Provided records ->
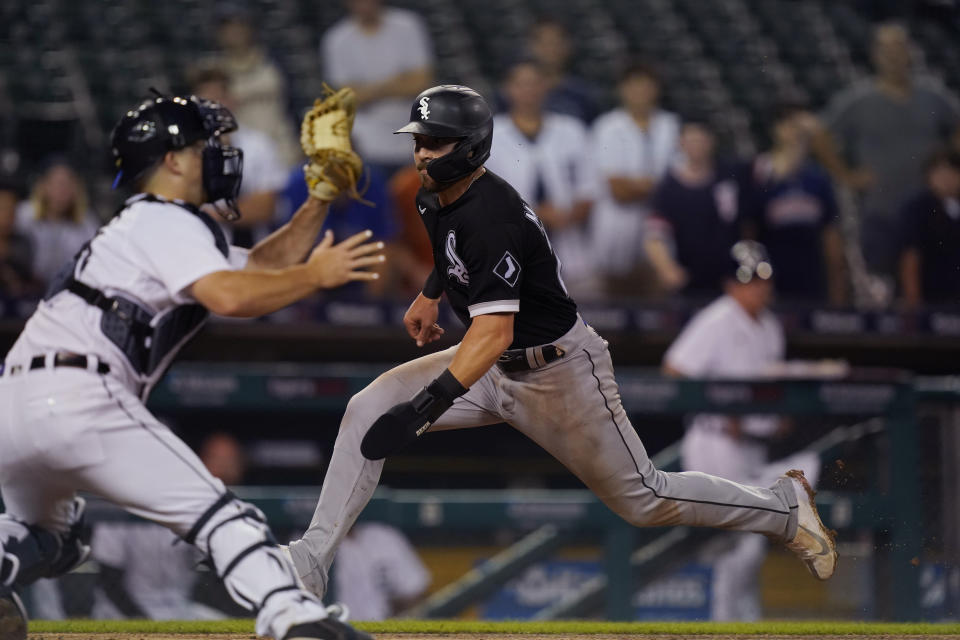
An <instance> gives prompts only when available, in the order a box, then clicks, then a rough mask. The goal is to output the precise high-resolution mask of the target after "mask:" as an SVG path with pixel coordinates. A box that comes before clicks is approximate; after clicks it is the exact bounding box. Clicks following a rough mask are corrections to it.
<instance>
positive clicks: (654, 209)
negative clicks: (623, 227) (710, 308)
mask: <svg viewBox="0 0 960 640" xmlns="http://www.w3.org/2000/svg"><path fill="white" fill-rule="evenodd" d="M715 147H716V140H715V138H714V135H713V132H712V131H711V130H710V128H709V126H708V125H707V123H706V122H705V121H702V120H699V119H692V118H691V119H688V120H687V121H686V122H685V123H684V125H683V128H682V129H681V132H680V149H681V151H682V152H683V153H682V157H681V160H680V161H679V162H678V163H677V164H675V165H674V166H673V167H671V168H670V170H669V171H668V172H667V174H666V175H665V176H664V178H663V180H662V181H661V182H660V184H659V186H658V187H657V190H656V191H655V192H654V195H653V207H652V208H653V213H652V215H651V217H650V219H649V221H648V228H647V234H646V237H645V240H644V249H645V250H646V252H647V257H648V259H649V260H650V264H651V265H653V268H654V270H655V271H656V272H657V275H658V278H659V280H660V283H661V286H662V288H663V289H665V290H667V291H675V290H682V291H683V292H684V293H685V294H689V295H691V296H694V297H711V298H712V297H715V296H716V295H717V294H718V293H719V292H720V289H721V285H722V282H723V274H724V269H725V267H726V264H727V263H728V262H729V253H730V247H732V246H733V245H734V243H735V242H736V241H737V240H739V238H740V228H739V223H740V216H739V197H738V193H739V187H738V184H737V180H736V177H735V172H734V170H733V168H732V167H728V166H726V165H724V164H720V163H718V162H717V161H716V159H715V157H714V151H715Z"/></svg>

Problem to solve ->
Lines above with the string "instance" need to be found and copied.

Exercise result ->
An <instance> gives prompts only when available, in the order a box, then clicks, then a rough mask. The goal is to output the precise high-resolution mask of the target after "mask:" as an SVG path with pixel coordinates. A box that comes before clicks is approximate; after clicks it is the exact bounding box. Clicks following a rough mask are corrections to it.
<instance>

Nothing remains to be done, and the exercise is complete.